WORK INSTRUCTIONS:
Copy out every one of the records below, line for line, without changing a single character.

* BEGIN *

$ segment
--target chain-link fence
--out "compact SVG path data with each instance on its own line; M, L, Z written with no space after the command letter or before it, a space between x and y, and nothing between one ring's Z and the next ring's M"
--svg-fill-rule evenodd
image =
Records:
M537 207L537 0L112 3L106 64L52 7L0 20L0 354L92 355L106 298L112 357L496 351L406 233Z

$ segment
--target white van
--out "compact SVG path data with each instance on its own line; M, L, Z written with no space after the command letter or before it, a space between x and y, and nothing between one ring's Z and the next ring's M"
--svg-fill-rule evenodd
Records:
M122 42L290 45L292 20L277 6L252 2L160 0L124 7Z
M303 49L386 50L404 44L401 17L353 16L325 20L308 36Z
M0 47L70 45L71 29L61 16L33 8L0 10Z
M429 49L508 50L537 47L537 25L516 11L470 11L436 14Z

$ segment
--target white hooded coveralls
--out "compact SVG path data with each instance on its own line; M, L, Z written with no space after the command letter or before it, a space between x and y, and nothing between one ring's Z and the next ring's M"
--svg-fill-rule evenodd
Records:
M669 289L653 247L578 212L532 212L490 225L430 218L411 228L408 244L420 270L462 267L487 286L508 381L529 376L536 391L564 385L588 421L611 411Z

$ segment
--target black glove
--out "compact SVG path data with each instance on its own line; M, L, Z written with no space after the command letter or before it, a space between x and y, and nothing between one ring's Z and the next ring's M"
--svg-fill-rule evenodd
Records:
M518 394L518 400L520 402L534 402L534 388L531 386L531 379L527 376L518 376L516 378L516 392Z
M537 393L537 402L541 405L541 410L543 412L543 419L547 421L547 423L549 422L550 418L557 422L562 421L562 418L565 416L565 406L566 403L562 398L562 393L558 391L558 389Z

* END *

TASK OUTPUT:
$ segment
--target chain-link fence
--out "compact SVG path data with each instance on its own line; M, L, Z written with no space after the command letter or before it, a space between x and y, and nothing between one ring's Z and the next ring's M"
--svg-fill-rule evenodd
image =
Records:
M537 207L537 0L112 3L106 64L52 7L0 20L0 354L92 355L106 298L112 357L496 351L406 233Z

$ segment
--target white van
--out "compact SVG path data with each instance on its own line; M, L, Z written with no space after the command letter or before it, a space between x and y, and nothing between one ring's Z and the next ring's M"
--svg-fill-rule evenodd
Records:
M122 42L290 45L292 20L277 6L252 2L160 0L124 7Z
M303 49L386 50L404 44L401 17L353 16L325 20L308 36Z
M0 47L70 45L71 29L61 16L33 8L0 10Z
M429 49L508 50L537 47L537 25L516 11L470 11L436 14Z

$ segment
--target white hooded coveralls
--out "compact SVG path data with each instance on its own line; M, L, Z written with no space after the command letter or before it, a space between x and y, and nothing between one ring's Z and the next ring's M"
--svg-fill-rule evenodd
Records:
M669 289L653 247L578 212L532 212L490 225L430 218L411 228L408 244L420 270L462 267L487 286L508 381L529 376L536 391L564 385L588 421L611 411Z

$ segment
--target black glove
--out "compact SVG path data with each instance on its own line; M, L, Z written with no space after the command letter or before it, a space between x and y, and nothing between one ring's Z and the next ring's M"
--svg-fill-rule evenodd
Records:
M518 394L518 400L520 402L534 402L534 388L531 386L531 379L527 376L518 376L516 378L516 392Z
M537 393L537 402L541 405L541 410L543 412L543 419L547 421L547 423L549 422L550 418L557 422L562 421L562 418L565 416L565 406L566 403L562 398L562 393L558 391L558 389Z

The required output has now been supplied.